## HOW TO COMPLETE THIS TASK:
A word-for-word copy is required of the line containing "RETURN: one point" and of each line after it in the material below, through the last one.
----------------
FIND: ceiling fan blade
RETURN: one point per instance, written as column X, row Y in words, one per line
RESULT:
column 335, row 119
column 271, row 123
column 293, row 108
----------------
## ANSWER BELOW:
RETURN: one point per instance, written as column X, row Y in words, one per line
RESULT:
column 335, row 119
column 271, row 123
column 293, row 108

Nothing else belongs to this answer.